## Instructions for the task
Please repeat exactly the line containing "In the photo above, where can the blue jeans" and each line after it in the records below, through the last.

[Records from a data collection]
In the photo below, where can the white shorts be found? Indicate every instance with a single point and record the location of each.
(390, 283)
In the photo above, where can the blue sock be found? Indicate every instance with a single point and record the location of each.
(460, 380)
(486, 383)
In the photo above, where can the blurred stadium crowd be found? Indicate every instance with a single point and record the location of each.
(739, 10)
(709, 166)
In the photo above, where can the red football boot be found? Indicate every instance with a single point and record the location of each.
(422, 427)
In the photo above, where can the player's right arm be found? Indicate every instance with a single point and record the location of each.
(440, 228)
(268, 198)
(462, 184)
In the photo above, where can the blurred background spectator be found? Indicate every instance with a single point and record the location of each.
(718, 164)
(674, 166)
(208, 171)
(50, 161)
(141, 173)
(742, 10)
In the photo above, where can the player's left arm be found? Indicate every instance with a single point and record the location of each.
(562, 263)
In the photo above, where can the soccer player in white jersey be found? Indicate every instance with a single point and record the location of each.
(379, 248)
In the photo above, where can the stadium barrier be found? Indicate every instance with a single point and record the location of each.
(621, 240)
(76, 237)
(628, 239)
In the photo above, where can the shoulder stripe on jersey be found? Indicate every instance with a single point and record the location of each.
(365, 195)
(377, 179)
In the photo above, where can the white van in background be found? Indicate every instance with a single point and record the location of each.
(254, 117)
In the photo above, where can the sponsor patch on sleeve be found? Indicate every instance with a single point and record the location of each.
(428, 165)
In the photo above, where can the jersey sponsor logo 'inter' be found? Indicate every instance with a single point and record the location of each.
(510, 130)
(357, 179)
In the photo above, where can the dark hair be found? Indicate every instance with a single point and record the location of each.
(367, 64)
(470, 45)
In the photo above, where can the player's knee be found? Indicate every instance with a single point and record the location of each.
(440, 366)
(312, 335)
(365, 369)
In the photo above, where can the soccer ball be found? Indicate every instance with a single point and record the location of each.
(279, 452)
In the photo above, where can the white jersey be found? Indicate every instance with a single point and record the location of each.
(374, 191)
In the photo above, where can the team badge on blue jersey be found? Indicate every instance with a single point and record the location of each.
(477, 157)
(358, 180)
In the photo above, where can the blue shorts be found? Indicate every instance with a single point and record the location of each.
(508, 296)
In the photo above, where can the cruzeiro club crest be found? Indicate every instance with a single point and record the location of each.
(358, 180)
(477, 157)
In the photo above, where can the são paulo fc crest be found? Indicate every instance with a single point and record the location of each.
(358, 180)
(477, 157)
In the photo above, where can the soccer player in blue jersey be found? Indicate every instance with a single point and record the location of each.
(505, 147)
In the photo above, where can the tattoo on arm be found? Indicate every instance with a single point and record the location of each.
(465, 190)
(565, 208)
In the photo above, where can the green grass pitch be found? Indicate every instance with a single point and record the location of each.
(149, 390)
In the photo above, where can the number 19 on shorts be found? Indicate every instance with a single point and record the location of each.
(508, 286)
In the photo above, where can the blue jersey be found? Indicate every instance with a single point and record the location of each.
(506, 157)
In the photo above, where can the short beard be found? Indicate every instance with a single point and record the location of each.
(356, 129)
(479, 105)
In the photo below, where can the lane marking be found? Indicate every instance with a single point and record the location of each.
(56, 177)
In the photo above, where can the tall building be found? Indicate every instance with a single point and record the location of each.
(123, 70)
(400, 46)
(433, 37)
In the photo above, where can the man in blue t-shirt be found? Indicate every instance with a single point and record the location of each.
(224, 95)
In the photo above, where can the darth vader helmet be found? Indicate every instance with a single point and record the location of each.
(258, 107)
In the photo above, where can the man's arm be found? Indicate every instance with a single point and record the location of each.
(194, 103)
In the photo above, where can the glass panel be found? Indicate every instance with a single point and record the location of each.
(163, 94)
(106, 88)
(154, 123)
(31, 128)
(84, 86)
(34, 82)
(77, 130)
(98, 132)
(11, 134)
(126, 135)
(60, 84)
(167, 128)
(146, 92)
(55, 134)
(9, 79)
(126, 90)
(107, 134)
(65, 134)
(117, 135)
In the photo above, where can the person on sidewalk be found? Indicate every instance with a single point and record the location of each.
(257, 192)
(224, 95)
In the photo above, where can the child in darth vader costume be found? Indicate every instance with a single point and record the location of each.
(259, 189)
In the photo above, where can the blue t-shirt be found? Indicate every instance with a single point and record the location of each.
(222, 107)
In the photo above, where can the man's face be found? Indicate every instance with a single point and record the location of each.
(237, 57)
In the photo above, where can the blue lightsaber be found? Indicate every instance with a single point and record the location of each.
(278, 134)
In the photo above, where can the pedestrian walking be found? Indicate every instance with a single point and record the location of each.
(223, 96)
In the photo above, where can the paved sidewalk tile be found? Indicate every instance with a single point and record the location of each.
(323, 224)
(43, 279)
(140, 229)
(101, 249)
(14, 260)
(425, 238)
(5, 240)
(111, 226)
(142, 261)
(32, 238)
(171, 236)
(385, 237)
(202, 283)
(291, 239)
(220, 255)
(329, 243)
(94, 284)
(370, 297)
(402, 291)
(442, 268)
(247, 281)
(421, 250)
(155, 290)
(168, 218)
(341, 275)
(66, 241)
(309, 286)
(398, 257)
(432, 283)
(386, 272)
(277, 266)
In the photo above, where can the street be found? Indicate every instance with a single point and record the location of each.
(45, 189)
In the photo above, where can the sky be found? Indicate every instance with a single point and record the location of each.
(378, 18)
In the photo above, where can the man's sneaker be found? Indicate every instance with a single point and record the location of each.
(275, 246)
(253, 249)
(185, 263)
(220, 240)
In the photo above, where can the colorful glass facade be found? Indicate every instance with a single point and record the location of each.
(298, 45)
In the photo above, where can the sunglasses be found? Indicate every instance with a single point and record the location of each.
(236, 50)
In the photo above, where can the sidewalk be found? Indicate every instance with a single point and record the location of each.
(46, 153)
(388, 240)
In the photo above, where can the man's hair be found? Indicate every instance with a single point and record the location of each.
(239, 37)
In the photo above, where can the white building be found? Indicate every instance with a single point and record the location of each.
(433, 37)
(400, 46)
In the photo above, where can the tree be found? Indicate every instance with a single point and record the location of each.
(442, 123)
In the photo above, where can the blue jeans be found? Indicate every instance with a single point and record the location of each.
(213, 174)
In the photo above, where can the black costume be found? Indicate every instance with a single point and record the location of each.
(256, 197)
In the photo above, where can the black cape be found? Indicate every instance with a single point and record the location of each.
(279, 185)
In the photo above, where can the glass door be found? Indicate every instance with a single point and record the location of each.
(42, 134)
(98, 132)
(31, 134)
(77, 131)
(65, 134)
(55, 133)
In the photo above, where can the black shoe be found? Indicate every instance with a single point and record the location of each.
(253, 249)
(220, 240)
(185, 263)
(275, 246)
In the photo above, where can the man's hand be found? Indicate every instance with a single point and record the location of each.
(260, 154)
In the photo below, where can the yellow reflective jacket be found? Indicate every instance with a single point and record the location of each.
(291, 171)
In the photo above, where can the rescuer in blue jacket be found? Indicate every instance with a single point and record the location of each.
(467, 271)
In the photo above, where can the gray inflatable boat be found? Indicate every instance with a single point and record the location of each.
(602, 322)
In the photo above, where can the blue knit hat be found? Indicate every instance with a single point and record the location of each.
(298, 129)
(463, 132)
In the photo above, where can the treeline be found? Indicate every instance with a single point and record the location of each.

## Result
In the photo above, where can the blue jeans be found? Indicate every instance with a single point and record the location of each.
(213, 174)
In the photo above, where can the black costume be found? Indicate every instance with a single point and record the location of each.
(256, 197)
In the photo above, where can the black cape be found? Indicate every instance with a single point and record the location of each.
(279, 185)
In the photo above, where can the glass door be found? Indicate every instance with a single point and record the location of each.
(42, 134)
(98, 132)
(31, 134)
(77, 131)
(65, 134)
(55, 133)
In the photo above, where can the black shoe be found? Indicate every instance with a single point and record the location of each.
(253, 249)
(220, 240)
(185, 263)
(275, 246)
In the photo above, where can the man's hand be found? Indicate every instance with a single point and record the location of each.
(260, 154)
In the photo below, where can the yellow reflective jacket be found? Indicate every instance with a single point and record the location of each.
(291, 171)
In the photo above, where can the rescuer in blue jacket be found? Indicate every instance with a single point and record the location of each.
(467, 271)
In the photo above, where can the gray inflatable boat be found? Indicate every instance with a single point and record the location of each.
(602, 322)
In the photo above, where can the blue knit hat be found? Indicate every instance with a single point and record the location of each.
(298, 129)
(463, 132)
In the photo above, where can the treeline be found? Indicate every instance with a single point and record the location of each.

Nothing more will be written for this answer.